» ASSIGNMENT 1: List every word that the passage on Bayes' rule says reviewers used to describe the work.
» ASSIGNMENT 2:
Answer these questions from the passage on Bayes' rule:
(a) As late as which year was the work considered the greatest single Bayesian case study?
(b) With whom did Mosteller collaborate on his famous study of poverty?
(c) Which corporation owned the National Broadcasting Corporation?
» ASSIGNMENT 3: Write what comes next in the passage on Bayes' rule and the 1960 presidential election, beginning after its final sentence.

» SELECTED EXTRACT:
--- START ---
The work is still admired as a profound analysis of a difficult problem. Reviewers used words like “ideal,” “impressive,” “impeccable,” and “Herculean.” As late as 1990 it was considered the greatest single Bayesian case study.
Despite the razzle-dazzle, no one followed it up. No one—not even Mosteller and Wallace—tried to confirm its results by reanalyzing the material using nonBayesian methods. Who else could organize committees of collaborators and armies of students to empower a 1960s computer to solve large and complex problems?
As for Mosteller himself, what was his reaction? Satisfaction, of course. But also the feeling that, as a friend said, “Hey, here’s a good application, a new technique, let’s try it, and then find others too.” A number of his books described Bayesian techniques, and to this day Diaconis regards Mosteller as a committed Bayesian who tried hard to get social scientists to accept Bayesian methods. Yet Mosteller never again devoted an entire project to Bayes. While his famous study of poverty in collaboration with Senator Moynihan influenced public policy, it did not make major use of Bayes’ rule. When a student won a prize for a Bayesian Ph.D. thesis, Mosteller wrote a congratulatory note: “I think Bayesian methods are about to take off. But then I’ve been saying that for twenty-five years.”10
13.
the cold warrior
The Federalist project impressed the still small world of professional statisticians, but John Tukey, a star from the world of Cold War spying, would give Bayes’ rule the opportunity to demonstrate its prowess before 20 million American television viewers. But would the statistical community learn from Tukey’s example that Bayes had come of age? That was the question.
Bayes’ big chance at fame commenced in 1960 with the race between Senator Kennedy and Vice President Richard M. Nixon to succeed Eisenhower as president. The election was far too close to call, but the nation’s three major television networks competed fiercely to be the first to declare the victor. Winning the race would translate into prestige and advertising dollars. For the National Broadca
sting Corporation (NBC), there was a bonus: the opportunity to show off the latest computers made by its corporate owner, Radio Corporation of America (RCA).
--- END ---
» GIVEN DATA:
--- START ---
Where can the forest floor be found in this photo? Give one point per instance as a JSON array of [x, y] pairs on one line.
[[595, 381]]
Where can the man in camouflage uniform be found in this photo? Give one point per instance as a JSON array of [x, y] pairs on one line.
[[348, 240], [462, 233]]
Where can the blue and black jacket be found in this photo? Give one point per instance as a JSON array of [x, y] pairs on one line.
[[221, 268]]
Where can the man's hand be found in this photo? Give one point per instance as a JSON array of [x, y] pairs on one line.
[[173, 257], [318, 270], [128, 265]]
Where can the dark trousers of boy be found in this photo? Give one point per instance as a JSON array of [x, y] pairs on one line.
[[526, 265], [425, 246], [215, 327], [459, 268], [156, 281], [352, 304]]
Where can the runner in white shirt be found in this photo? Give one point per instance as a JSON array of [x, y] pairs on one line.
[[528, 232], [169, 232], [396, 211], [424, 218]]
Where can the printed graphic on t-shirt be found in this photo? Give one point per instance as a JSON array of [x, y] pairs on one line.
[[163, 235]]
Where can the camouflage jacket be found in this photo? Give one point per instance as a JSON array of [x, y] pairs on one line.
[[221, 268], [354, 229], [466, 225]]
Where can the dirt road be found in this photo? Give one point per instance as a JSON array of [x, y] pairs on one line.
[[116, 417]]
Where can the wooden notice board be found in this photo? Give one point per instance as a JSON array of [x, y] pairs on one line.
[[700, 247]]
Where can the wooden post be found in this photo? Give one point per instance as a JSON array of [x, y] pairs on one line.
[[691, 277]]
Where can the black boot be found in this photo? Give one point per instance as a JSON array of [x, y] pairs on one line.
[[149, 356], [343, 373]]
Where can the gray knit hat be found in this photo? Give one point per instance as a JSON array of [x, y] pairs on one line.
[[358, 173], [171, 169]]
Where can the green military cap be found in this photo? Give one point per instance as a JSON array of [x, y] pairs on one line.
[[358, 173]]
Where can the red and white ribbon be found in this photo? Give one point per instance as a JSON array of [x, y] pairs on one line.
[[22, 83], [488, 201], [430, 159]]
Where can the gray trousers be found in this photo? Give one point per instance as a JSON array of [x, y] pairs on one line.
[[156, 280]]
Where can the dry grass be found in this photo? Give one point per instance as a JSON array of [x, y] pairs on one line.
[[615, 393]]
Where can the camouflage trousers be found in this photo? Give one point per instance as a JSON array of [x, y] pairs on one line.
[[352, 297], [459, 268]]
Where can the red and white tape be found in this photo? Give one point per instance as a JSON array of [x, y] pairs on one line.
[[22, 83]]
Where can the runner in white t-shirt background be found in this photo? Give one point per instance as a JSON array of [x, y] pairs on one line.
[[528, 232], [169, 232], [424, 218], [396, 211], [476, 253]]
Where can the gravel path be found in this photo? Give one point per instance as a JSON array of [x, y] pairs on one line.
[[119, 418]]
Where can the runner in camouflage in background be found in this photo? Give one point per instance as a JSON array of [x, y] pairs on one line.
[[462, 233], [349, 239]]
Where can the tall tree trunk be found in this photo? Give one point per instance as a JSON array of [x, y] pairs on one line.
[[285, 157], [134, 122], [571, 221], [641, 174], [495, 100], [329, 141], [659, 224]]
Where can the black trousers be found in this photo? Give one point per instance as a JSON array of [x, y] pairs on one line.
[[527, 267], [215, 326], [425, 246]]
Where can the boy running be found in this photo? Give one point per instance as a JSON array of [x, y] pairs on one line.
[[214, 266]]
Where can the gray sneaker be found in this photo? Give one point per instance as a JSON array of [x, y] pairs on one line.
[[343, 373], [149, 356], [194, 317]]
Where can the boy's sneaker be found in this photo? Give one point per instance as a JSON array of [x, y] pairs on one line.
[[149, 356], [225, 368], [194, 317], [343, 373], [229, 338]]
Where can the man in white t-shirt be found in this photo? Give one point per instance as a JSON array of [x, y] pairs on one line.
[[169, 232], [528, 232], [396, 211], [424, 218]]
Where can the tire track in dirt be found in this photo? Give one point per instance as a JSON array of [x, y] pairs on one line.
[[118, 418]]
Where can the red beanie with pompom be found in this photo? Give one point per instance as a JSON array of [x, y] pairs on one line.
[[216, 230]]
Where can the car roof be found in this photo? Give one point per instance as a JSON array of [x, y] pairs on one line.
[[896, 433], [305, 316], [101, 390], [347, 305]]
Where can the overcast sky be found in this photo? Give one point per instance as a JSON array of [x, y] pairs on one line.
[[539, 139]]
--- END ---
» WRITTEN ANSWER 1: ideal, impressive, impeccable, Herculean

» WRITTEN ANSWER 2:
(a) 1990
(b) Senator Moynihan
(c) Radio Corporation of America (RCA)

» WRITTEN ANSWER 3:
NBC’s Huntley–Brinkley Report, the nation’s top-rated TV news program, reached 20 million viewers each weeknight. Co-anchors Chet Huntley, broadcasting from New York, and David Brinkley, from Washington, were celebrities; more people could recognize them than Cary Grant or James Stewart. NBC’s fast-paced format and informal nightly sign-off—“Good night, Chet,” “Good night, David”—transformed TV news.
Despite the program’s popularity, memories of the polling industry’s spectacularly poor performances in the 1936 and 1948 elections as well as the extraordinarily close Nixon–Kennedy race made network executives nervous. In preparation for Election Day, NBC went looking for someone to help it predict the winner. In the first of a series of surprises, the network approached a Princeton University professor, John W. Tukey.
Today Tukey is best known for the terms “bit” and “software,” and few outside statistics and engineering recognize his name. But he was a man of staggering accomplishments in the cloak-and-dagger world of military research, especially in code breaking and high-tech weaponry. He worked two jobs 30 miles apart: at Princeton University, where he was a professor of statistics, and at AT&T’s Bell Laboratories, then widely considered the finest industrial research laboratory in the world. From these vantage points, he advised five successive U.S. presidents, the National Security Agency, and the Central Intelligence Agency.